CHALLENGE A >>
According to the Colin Turnbull biography, which tribe is the subject of The Mountain People?
CHALLENGE B >>
Pick up the Colin Turnbull biography after its final sentence and keep writing it.

Colin Turnbull
Colin Macmillan Turnbull (November 23, 1924 – July 28, 1994) was a famous British anthropologist and ethnographer who gained prominence in 1962 with his idealized, lyrical book about the Mbuti Pygmies, The Forest People. Ten years later, he wrote an antithetical book, The Mountain People, about Uganda's starving Ik tribe. He advocated that the Ik, for their own good, should be relocated in small groups of less than ten, in distances so far from each other that their culture would collapse and be destroyed, although later he acknowledged his own inability to see their humanity. Turnbull was highly controversial, with a passion for involvement with his subjects rather than practicing conventional scientific objectivity. His work led to debate on the value of ethnography as a scientific discipline. Turnbull is also known for his musical recordings of the Mbuti Pygmies, bringing the beauty of their culture to the greater human society. Always passionate, Turnbull's efforts contributed greatly to the understanding of the diversity of human lifestyles.
Life and work
Colin Macmillan Turnbull was born to Scottish parents in Harrow, England. His mother was known to point out admirable qualities of various disadvantaged people, much to the consternation of various relatives and acquaintances. This aspect of her character deeply influenced the young Colin. He had a succession of German nannies, none of whom stayed long enough to form any bond with him. At six years old, he was sent to the prestigious Westminster boarding school, and remained there until he completed his high school education.

Point labeling dataset excerpts >>
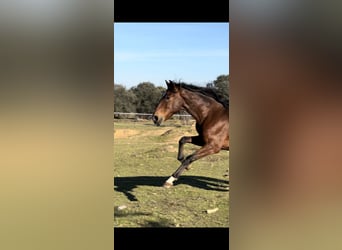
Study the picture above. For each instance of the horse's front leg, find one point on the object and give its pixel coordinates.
(204, 151)
(197, 140)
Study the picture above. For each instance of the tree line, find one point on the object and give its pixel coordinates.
(144, 97)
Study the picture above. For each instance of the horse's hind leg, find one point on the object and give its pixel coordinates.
(196, 140)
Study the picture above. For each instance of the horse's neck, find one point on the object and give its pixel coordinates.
(197, 105)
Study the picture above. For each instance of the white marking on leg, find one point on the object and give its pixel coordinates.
(171, 180)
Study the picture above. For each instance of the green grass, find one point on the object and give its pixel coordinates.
(144, 157)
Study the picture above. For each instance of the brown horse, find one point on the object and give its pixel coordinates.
(211, 113)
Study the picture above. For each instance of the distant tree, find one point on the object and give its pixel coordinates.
(221, 84)
(148, 96)
(124, 100)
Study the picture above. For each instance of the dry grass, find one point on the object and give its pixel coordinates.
(144, 157)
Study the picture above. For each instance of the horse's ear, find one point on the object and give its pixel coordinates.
(172, 86)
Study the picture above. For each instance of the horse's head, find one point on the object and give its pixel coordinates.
(170, 103)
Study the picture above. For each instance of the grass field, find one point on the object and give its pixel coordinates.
(144, 157)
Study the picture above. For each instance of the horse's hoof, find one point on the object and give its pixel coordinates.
(167, 185)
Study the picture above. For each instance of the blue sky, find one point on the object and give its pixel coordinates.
(191, 52)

OUTPUT A >>
Uganda's starving Ik tribe.

OUTPUT B >>
Turnbull had "a jeweled soul" and became a renowned organist, but these qualities were not particularly rewarded. His teachers at the time chastised Colin's inability in sports "to take his beatings like a man," and questioned whether it might be good for him to stop his music. A pivotal point came when, as a teenager, he witnessed a gang rape of a friend by the other boys, and he vowed to become a champion for those who were weak or unable to defend themselves.
Attending Magdalen College, Oxford, Turnbull studied music, literature, and anthropology under the ethnographer E.E. Evans-Pritchard. However, his studies were cut short when he volunteered to join the Royal Navy in 1942, where his duties included mine-sweeping, recovering bodies, and collecting name tags from fallen soldiers.
Turnbull returned to college after the war, and gained his bachelor’s degree. Thereafter he traveled to India, where he gained a master’s degree in Indian religion and philosophy from Banares Hindu University. He was one of the few westerners to study under Sri Anandamayi Ma and Sri Aurobindo, two great Indian religious teachers of the twentieth century.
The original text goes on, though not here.